▸ What the task asks
Only the lines from the line holding "grating walkway --all-instances" through the final line of the entries below are to be returned, exactly as they stand.

▸ Data for this task
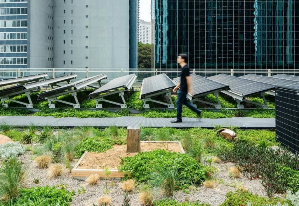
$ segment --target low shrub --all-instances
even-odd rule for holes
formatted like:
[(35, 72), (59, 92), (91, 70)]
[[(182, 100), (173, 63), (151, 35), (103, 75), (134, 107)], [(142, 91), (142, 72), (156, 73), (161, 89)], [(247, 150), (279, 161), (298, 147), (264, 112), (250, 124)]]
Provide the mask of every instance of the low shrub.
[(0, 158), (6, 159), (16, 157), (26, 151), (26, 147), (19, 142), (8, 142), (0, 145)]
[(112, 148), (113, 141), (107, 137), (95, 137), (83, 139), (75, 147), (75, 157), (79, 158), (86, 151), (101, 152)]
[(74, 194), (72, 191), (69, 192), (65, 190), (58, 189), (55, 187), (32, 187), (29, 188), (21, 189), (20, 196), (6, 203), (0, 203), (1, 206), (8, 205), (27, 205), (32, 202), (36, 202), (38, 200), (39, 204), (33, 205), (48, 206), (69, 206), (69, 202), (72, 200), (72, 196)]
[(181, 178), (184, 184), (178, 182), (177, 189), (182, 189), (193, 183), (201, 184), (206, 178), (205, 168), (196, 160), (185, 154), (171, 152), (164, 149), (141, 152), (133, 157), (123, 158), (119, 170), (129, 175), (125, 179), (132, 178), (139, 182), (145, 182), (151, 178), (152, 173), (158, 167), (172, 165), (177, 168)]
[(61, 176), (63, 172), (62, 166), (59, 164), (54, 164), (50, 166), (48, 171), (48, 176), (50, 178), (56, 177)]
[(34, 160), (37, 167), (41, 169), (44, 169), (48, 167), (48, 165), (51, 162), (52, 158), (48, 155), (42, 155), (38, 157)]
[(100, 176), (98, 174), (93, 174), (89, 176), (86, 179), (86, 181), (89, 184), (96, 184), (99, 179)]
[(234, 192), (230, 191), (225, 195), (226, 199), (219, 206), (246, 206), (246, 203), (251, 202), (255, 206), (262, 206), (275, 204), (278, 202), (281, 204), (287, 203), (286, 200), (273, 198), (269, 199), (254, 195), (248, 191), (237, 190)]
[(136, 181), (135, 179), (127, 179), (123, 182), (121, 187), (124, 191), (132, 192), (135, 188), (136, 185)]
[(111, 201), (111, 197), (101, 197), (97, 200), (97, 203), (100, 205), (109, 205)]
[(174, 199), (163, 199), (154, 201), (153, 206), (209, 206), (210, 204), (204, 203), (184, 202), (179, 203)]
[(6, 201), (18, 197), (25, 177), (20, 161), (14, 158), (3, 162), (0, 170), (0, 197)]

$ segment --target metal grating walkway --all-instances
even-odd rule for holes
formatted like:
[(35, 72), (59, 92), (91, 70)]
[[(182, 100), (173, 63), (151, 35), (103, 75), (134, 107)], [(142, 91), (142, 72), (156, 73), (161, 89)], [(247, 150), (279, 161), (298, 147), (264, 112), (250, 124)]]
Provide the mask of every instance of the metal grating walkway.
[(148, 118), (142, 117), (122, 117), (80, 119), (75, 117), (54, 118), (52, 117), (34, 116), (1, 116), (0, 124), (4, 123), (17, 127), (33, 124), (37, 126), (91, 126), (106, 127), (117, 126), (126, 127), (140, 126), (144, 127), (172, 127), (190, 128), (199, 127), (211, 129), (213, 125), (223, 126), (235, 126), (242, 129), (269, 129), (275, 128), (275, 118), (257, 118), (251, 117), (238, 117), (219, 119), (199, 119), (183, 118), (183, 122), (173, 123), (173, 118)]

▸ Response
$ segment --target metal grating walkway --all-instances
even-odd rule for holes
formatted like:
[(35, 72), (59, 92), (91, 70)]
[[(182, 100), (173, 63), (151, 35), (103, 75), (134, 107)], [(142, 91), (142, 72), (156, 73), (161, 89)], [(247, 150), (279, 161), (298, 147), (264, 112), (250, 124)]]
Provide the mask of every instance of the metal grating walkway.
[(148, 118), (142, 117), (122, 117), (80, 119), (75, 117), (54, 118), (52, 117), (34, 116), (1, 116), (0, 124), (4, 123), (17, 127), (33, 124), (37, 126), (91, 126), (106, 127), (117, 126), (126, 127), (140, 126), (144, 127), (172, 127), (190, 128), (199, 127), (211, 129), (213, 125), (223, 126), (235, 126), (242, 129), (269, 129), (275, 128), (275, 118), (257, 118), (251, 117), (238, 117), (219, 119), (199, 119), (183, 118), (183, 122), (173, 123), (173, 118)]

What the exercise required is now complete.